═══ Excerpt

The planet’s poles deserve special attention. The main reason is that the South Pole with its raging Antarctic Circumpolar Current connects to and interacts with all of Earth’s major ocean basins. This involves all the processes discussed so far. Together with the difficulty of gathering data here, this is still aqua incognita, so to speak: many questions remain and many details are sketchy. The other reason why the poles deserve attention is that they are, well, polar opposites. While the South Pole is an isolated landmass surrounded by water, the North Pole is a land-locked ocean partially covered with sea ice. Narrow passages such as the Bering Strait and the Barents Sea Opening are the only connection to global ocean circulation.
I found the observation and concept sections of each chapter reasonably accessible, and some of the illustrations particularly helpful, though I would have liked a glossary. Klinger & Haine define important terms, but I had to go back repeatedly to look up basic concepts such as geostrophic flow that remained abstract to me. As far as the book’s level is concerned then, this is an advanced-level text – personally, I would have benefitted from first reading an introductory oceanography textbook. Students will want to tackle this book in a classroom setting, especially once it gets to the theoretical sections. I read through these only to discover mathematical operators that I didn’t even know existed. One of the endorsements printed on the book mentions the option of self-study, though my impression is that this is the preserve of advanced students and professional oceanographers who are both familiar and comfortable with the mathematics and modelling used here.
“The planet’s poles deserve special attention […] the Southern Pole with its raging Antarctic Circumpolar Current connects to and interacts with all of Earth’s major ocean basins.”

══════

**Questions**
1. Can you restate the review, starting at "The planet’s poles deserve special attention." and ending at "global ocean circulation.", substituting "unclear" for "sketchy"?
2. Which poles, currents and ocean passages does the review's first paragraph mention by name?
The records have nothing to do with the review.

═══ Information shown

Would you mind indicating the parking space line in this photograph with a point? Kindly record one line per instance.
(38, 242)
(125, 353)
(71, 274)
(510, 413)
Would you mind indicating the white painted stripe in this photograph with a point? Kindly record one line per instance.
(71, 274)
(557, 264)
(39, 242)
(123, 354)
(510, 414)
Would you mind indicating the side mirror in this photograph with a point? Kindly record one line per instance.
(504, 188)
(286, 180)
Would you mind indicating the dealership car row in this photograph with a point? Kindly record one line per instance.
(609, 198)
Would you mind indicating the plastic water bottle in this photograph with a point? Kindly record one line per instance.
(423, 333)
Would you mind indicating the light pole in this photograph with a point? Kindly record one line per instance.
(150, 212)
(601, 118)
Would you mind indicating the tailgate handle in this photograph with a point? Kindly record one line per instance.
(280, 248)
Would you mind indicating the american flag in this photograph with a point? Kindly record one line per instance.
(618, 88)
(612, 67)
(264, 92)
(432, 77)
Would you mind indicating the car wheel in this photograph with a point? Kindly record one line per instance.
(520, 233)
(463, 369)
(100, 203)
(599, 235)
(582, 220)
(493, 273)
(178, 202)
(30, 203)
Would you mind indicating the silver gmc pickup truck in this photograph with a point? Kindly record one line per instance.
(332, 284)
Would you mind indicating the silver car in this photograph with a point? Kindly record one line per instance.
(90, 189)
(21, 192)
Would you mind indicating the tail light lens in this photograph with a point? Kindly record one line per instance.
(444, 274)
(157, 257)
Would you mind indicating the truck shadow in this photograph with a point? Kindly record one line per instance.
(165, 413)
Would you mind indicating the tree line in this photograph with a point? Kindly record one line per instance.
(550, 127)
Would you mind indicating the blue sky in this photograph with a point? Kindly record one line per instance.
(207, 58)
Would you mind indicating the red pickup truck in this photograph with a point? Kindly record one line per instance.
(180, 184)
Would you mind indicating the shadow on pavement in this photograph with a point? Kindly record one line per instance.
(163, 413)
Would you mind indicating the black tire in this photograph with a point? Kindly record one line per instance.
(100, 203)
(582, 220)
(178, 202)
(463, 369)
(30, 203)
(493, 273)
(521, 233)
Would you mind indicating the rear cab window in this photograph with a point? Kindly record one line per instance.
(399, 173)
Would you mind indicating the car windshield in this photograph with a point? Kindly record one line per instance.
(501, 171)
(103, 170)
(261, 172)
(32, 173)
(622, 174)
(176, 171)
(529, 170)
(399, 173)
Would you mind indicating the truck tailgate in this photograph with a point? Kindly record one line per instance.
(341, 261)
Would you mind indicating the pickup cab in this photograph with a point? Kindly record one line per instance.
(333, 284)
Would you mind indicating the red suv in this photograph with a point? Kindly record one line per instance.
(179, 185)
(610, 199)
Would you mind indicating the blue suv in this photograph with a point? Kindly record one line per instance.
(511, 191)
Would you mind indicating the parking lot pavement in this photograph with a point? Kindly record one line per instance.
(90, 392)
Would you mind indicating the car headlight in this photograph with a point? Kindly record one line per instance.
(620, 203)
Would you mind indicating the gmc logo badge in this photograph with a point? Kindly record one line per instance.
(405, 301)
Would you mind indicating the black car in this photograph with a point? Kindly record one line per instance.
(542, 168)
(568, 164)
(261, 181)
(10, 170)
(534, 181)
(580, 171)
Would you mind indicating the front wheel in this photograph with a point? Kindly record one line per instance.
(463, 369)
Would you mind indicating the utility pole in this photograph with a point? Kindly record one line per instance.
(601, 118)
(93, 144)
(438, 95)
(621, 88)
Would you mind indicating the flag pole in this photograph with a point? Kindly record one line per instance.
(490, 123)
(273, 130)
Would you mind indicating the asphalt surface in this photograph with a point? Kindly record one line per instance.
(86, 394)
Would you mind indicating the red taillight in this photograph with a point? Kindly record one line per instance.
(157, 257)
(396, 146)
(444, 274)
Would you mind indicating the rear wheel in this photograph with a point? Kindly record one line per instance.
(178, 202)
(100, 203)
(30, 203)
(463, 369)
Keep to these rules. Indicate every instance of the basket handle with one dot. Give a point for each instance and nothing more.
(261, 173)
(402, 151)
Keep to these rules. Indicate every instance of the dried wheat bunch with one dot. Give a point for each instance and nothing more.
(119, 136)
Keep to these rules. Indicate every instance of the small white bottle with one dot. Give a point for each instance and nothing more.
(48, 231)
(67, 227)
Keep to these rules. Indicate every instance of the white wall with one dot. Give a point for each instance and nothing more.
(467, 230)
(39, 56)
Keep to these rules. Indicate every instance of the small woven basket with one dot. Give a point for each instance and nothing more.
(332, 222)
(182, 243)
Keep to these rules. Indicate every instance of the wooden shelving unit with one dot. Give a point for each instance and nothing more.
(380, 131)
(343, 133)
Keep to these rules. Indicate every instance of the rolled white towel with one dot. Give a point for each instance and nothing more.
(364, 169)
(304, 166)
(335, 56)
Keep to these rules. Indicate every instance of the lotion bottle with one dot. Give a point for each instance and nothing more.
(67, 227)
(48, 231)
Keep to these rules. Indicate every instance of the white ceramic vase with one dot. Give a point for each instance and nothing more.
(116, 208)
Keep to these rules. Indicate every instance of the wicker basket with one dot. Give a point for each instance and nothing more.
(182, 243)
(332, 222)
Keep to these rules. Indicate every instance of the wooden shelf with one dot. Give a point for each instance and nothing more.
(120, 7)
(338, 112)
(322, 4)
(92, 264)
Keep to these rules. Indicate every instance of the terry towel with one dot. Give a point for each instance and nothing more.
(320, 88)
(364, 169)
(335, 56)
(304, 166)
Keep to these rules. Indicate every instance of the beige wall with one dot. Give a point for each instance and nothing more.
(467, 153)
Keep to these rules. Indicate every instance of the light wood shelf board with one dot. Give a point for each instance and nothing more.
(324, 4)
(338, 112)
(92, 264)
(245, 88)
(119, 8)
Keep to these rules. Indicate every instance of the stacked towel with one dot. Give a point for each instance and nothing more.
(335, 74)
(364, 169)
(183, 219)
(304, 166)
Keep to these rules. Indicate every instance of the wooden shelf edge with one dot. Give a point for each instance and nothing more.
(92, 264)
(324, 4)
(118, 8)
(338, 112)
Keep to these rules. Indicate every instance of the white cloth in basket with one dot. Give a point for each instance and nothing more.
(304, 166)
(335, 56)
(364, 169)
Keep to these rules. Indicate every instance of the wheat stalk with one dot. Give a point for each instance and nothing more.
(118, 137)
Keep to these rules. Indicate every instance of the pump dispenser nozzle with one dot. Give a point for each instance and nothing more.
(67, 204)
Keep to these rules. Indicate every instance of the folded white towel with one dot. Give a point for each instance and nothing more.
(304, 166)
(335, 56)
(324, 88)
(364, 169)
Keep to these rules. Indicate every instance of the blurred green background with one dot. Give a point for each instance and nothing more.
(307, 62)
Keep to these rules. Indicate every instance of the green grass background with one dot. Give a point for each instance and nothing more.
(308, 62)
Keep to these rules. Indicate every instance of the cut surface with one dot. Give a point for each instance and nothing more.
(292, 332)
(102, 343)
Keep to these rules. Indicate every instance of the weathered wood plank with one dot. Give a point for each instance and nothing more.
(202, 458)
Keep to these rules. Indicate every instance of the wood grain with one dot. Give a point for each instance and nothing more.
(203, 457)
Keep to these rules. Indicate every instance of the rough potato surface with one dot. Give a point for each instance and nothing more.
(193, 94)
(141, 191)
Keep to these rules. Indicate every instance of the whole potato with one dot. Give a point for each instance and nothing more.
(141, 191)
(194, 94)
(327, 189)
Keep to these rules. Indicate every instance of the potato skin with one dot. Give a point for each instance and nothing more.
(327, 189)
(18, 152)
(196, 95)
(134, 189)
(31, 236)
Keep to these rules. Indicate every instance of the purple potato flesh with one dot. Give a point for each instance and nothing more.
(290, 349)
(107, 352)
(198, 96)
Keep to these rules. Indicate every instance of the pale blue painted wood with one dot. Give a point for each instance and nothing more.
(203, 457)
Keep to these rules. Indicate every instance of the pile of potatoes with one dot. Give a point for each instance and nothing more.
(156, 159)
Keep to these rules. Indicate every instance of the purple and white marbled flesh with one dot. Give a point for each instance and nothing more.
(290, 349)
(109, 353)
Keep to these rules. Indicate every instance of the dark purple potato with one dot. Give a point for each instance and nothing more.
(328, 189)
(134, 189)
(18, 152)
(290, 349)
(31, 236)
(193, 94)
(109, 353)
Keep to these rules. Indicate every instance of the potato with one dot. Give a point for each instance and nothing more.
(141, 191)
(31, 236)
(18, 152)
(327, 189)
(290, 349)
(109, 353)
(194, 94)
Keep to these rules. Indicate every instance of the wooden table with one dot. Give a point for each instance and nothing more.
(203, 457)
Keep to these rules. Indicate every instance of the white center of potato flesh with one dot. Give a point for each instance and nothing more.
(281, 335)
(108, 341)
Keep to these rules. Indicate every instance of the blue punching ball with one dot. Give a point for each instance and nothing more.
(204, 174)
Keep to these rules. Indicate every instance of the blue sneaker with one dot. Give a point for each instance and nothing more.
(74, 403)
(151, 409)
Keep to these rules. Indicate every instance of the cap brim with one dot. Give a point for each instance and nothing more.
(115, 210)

══════

**Answers to the exercise**
1.
The planet’s poles deserve special attention. The main reason is that the South Pole with its raging Antarctic Circumpolar Current connects to and interacts with all of Earth’s major ocean basins. This involves all the processes discussed so far. Together with the difficulty of gathering data here, this is still aqua incognita, so to speak: many questions remain and many details are unclear. The other reason why the poles deserve attention is that they are, well, polar opposites. While the South Pole is an isolated landmass surrounded by water, the North Pole is a land-locked ocean partially covered with sea ice. Narrow passages such as the Bering Strait and the Barents Sea Opening are the only connection to global ocean circulation.

2.
South Pole
Antarctic Circumpolar Current
North Pole
Bering Strait
Barents Sea Opening